---------- TASK INPUTS

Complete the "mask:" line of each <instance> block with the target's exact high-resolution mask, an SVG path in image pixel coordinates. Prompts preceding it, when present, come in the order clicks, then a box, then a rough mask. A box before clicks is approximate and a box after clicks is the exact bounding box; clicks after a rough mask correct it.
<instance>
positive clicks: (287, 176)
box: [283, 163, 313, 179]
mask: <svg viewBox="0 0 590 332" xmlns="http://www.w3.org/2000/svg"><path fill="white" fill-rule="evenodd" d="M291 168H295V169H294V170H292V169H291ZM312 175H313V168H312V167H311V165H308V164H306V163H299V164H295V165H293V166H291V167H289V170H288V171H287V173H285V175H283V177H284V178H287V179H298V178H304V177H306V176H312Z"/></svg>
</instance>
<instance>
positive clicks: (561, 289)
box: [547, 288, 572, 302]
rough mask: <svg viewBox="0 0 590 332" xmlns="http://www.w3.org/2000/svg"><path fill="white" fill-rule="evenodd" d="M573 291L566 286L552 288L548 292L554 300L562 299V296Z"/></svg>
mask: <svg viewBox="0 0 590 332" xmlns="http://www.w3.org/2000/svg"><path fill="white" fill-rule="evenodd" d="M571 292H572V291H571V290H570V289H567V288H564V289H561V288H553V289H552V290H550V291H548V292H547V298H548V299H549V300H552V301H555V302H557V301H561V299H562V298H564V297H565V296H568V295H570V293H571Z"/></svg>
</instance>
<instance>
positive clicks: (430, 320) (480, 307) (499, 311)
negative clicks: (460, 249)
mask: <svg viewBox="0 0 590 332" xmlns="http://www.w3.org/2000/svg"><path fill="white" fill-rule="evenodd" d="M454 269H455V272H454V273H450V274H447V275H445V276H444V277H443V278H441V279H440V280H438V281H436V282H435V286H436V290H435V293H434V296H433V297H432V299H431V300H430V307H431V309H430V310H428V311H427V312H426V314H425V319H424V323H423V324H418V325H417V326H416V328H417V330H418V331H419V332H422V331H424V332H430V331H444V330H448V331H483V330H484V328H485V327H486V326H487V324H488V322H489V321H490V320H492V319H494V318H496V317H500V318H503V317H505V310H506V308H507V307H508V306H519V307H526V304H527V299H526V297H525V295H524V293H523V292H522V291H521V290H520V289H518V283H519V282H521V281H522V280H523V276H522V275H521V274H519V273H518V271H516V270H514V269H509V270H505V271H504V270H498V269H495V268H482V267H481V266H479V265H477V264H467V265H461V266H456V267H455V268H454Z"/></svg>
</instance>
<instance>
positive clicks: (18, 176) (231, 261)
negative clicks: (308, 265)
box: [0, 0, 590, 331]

--------------------

Retrieve every line above holding the word "positive".

RESPONSE |
positive clicks: (287, 176)
positive clicks: (561, 289)
positive clicks: (430, 320) (480, 307) (499, 311)
positive clicks: (18, 176) (231, 261)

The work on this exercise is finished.